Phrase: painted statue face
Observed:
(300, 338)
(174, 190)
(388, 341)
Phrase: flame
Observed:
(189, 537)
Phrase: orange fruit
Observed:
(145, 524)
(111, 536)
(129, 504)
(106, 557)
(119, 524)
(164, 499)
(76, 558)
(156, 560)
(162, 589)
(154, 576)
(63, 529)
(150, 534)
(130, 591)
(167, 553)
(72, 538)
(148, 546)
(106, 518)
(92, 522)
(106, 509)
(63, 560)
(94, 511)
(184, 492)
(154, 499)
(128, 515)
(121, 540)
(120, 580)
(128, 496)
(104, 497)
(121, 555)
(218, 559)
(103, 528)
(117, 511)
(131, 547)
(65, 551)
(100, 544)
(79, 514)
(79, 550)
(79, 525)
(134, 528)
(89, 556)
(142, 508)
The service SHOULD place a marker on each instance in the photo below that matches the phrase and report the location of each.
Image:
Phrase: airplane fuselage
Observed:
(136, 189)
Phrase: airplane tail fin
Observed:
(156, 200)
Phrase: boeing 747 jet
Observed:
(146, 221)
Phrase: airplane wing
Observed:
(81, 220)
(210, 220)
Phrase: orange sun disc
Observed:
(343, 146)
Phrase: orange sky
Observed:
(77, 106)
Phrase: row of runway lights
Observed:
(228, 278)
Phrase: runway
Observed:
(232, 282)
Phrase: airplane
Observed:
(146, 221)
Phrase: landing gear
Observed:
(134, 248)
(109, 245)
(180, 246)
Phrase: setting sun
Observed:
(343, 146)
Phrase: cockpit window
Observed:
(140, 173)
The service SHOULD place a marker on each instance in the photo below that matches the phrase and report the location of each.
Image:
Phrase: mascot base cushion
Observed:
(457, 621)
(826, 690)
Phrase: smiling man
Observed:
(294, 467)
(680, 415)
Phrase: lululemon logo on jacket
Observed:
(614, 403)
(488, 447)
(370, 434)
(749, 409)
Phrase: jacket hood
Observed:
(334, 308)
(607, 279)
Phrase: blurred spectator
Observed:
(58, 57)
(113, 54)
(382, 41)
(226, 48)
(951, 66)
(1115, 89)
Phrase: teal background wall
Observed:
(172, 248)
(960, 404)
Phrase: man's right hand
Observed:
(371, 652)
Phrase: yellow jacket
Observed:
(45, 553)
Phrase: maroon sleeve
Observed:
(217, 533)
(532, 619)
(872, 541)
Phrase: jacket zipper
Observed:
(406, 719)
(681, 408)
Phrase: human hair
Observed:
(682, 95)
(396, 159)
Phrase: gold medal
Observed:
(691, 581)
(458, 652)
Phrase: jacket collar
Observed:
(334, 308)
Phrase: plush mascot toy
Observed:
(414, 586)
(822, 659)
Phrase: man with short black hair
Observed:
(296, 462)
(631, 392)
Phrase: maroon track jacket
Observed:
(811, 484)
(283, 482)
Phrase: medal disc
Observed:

···

▸ EXERCISE REQUIREMENTS
Give the data again, unchanged in every line.

▸ TASK RESPONSE
Phrase: painted statue face
Observed:
(300, 338)
(174, 190)
(388, 341)
Phrase: flame
Observed:
(189, 537)
Phrase: orange fruit
Observed:
(145, 524)
(111, 536)
(129, 504)
(106, 557)
(119, 524)
(164, 499)
(76, 558)
(156, 560)
(162, 589)
(154, 576)
(63, 529)
(150, 534)
(130, 591)
(167, 553)
(72, 538)
(148, 546)
(106, 518)
(92, 522)
(106, 509)
(63, 560)
(94, 511)
(184, 492)
(154, 499)
(128, 515)
(121, 540)
(120, 580)
(128, 496)
(104, 497)
(121, 555)
(218, 559)
(103, 528)
(117, 511)
(131, 547)
(65, 551)
(100, 544)
(79, 514)
(79, 550)
(79, 525)
(134, 528)
(89, 556)
(142, 508)
The service SHOULD place a marker on each instance in the photo below that matches the phrase and report the location of each.
Image:
Phrase: airplane fuselage
Observed:
(136, 189)
Phrase: airplane tail fin
Observed:
(156, 200)
Phrase: boeing 747 jet
Observed:
(146, 221)
Phrase: airplane wing
Observed:
(81, 220)
(210, 220)
Phrase: orange sun disc
Observed:
(343, 146)
Phrase: orange sky
Observed:
(77, 106)
Phrase: row of runway lights
Observed:
(228, 278)
Phrase: runway
Observed:
(232, 282)
Phrase: airplane
Observed:
(146, 221)
Phrase: landing gear
Observed:
(134, 248)
(109, 245)
(180, 246)
Phrase: setting sun
Observed:
(343, 146)
Phrase: cockpit window
Observed:
(140, 173)
The service SHOULD place a marker on each instance in the photo below that matches the phrase and report the location of each.
Image:
Phrase: mascot base cushion
Observed:
(457, 621)
(826, 690)
Phrase: smiling man
Observed:
(294, 467)
(680, 415)
Phrase: lululemon logo on jacket
Observed:
(614, 403)
(488, 447)
(370, 434)
(749, 409)
Phrase: jacket hood
Observed:
(334, 308)
(607, 279)
Phrase: blurred spectator
Observed:
(58, 57)
(113, 54)
(382, 41)
(226, 48)
(951, 66)
(1115, 89)
Phrase: teal background wall
Observed:
(172, 248)
(960, 404)
Phrase: man's right hand
Observed:
(371, 652)
Phrase: yellow jacket
Observed:
(45, 553)
Phrase: maroon sleeve
Observed:
(217, 533)
(532, 619)
(872, 541)
Phrase: jacket zipper
Observed:
(406, 719)
(681, 408)
Phrase: human hair
Observed:
(682, 95)
(396, 159)
Phrase: gold medal
Observed:
(691, 581)
(458, 652)
Phrase: jacket collar
Observed:
(334, 308)
Phrase: plush mascot toy
Observed:
(414, 586)
(822, 659)
Phrase: man with short black hair
Observed:
(296, 462)
(631, 392)
Phrase: maroon track jacket
Observed:
(811, 484)
(283, 482)
Phrase: medal disc
Observed:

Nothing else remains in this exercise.